Ce 12 décembre donc, une bombe éclate devant la Banque de l’Agriculture, sur la piazza Fontana, dans le centre de Milan, faisant 16 morts et une centaine de blessés. On accuse aussitôt l’extrême-gauche d’être à l’origine de l’attentat. Plus de 400 personnes sont arrêtées par les forces de police, dont le cheminot anarchiste Giuseppe Pinelli. Dans la nuit du 15 au 16 décembre 1969, il est défenestré du 4e étage du commissariat où il était interrogé. Les autorités tentent de faire croire alors à un suicide avant de conclure, en 1972, à « une mort accidentelle [2] ».

Il est malaisé de dénouer l’écheveau des complicités ayant conduit à l’élaboration et à la mise en œuvre de la « stratégie de la tension » dont l’attentat de la piazza Fontana est la première manifestation. On sait aujourd’hui, en raison notamment de révélations faites par l’OTAN [3] elle-même, que les services secrets états-uniens, l’appareil d’État italien et des organisations néofascistes se sont coalisés pour organiser des attentats – dont celui du 12 décembre 1969 – attribués par la suite à l’extrême-gauche.

§ **Données fournies**
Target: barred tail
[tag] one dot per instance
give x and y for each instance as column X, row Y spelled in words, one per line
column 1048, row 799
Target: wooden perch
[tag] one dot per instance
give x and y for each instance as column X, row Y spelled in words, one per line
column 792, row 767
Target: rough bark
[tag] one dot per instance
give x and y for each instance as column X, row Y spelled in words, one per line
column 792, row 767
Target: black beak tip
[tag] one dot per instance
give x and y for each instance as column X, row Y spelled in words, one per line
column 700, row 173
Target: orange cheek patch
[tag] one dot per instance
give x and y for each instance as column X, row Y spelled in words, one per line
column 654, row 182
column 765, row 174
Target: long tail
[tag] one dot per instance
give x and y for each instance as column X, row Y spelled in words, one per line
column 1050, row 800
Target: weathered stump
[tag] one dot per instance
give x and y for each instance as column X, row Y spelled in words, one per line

§ **Consignes**
A. Dans le texte sur l'attentat de la piazza Fontana, reprenez le passage qui commence par « Il est malaisé » et se termine par « suite à l’extrême-gauche. », en substituant « enchevêtrement » à « écheveau ».
B. D'après le texte sur l'attentat de la piazza Fontana, combien de morts la bombe a-t-elle faits ?
Les données n'ont aucun lien avec le texte.

§ **Réponses numérotées**
A.
Il est malaisé de dénouer l’enchevêtrement des complicités ayant conduit à l’élaboration et à la mise en œuvre de la « stratégie de la tension » dont l’attentat de la piazza Fontana est la première manifestation. On sait aujourd’hui, en raison notamment de révélations faites par l’OTAN [3] elle-même, que les services secrets états-uniens, l’appareil d’État italien et des organisations néofascistes se sont coalisés pour organiser des attentats – dont celui du 12 décembre 1969 – attribués par la suite à l’extrême-gauche.

B. 16 morts.